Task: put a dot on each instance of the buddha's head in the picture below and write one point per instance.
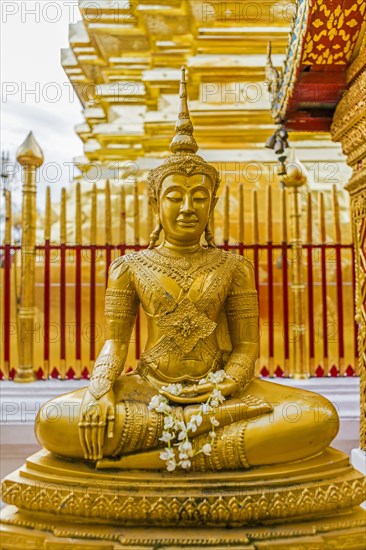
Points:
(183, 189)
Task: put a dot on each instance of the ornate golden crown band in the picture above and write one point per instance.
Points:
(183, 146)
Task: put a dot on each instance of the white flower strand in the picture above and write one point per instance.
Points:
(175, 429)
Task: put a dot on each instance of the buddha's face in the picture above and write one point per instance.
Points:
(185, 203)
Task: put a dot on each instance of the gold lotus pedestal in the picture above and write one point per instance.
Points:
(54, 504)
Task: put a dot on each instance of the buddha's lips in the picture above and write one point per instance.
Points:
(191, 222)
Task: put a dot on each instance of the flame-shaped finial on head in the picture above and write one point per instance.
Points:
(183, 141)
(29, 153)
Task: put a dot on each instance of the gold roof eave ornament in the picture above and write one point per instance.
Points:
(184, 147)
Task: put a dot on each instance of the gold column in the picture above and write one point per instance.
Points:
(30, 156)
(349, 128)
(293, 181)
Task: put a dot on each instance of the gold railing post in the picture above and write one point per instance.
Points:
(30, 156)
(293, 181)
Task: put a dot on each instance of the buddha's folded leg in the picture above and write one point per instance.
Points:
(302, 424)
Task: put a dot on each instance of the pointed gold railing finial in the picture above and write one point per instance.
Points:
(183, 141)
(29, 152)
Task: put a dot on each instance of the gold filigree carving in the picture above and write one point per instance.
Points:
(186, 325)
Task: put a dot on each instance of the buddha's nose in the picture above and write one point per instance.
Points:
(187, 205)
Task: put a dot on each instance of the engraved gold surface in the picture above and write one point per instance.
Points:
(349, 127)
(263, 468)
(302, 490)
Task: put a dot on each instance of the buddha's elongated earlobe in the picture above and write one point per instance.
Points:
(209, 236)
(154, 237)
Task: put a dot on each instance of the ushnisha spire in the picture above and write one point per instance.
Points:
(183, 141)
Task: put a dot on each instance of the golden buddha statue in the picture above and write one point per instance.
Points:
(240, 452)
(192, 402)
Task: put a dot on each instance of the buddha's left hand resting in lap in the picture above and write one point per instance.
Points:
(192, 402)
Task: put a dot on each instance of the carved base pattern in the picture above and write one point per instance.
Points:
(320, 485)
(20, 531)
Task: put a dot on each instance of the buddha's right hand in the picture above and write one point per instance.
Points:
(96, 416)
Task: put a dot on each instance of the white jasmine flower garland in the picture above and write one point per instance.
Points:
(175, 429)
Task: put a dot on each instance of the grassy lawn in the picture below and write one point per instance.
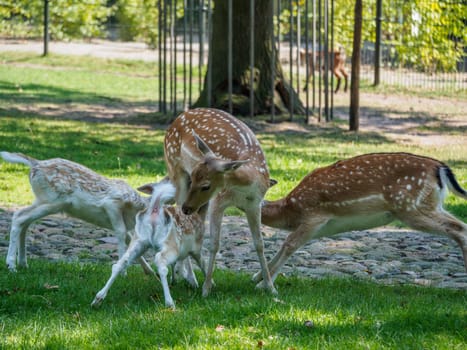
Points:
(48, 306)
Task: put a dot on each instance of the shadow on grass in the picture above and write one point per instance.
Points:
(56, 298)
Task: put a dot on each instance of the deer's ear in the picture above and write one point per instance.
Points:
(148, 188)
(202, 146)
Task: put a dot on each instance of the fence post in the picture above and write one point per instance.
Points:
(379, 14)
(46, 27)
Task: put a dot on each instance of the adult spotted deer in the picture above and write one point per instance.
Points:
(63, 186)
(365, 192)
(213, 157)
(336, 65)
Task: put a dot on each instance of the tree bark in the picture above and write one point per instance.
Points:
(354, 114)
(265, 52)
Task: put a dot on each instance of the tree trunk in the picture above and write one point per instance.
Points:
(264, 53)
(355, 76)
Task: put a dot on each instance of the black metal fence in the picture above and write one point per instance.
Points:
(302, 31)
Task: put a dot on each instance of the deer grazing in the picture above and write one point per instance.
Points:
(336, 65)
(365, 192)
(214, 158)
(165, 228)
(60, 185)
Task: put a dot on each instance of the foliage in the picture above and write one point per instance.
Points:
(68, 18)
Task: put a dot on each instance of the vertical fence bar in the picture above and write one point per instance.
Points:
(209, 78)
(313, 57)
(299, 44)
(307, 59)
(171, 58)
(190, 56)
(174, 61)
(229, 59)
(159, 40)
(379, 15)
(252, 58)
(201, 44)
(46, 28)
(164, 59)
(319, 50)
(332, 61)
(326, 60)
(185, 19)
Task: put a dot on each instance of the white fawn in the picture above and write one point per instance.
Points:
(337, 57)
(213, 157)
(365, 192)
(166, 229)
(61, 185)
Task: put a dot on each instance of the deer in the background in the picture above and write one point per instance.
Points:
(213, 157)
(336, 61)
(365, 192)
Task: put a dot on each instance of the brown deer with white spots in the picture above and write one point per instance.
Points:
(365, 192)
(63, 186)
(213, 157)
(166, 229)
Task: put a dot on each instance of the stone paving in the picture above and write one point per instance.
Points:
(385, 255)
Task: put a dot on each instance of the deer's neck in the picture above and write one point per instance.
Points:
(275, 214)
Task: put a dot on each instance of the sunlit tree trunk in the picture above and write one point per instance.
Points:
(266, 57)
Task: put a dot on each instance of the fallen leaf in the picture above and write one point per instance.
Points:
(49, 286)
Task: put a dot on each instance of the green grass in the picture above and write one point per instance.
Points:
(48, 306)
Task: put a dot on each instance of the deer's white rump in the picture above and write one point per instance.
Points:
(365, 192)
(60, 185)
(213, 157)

• Problem description
Review the preceding data and report every line that includes the string "flower".

• Task answer
Task: put a dot on each instance of the white flower strand in the picture above and write one point per instance.
Task: put a dot on each instance of the white jasmine flower garland in the picture above and write one point per instance.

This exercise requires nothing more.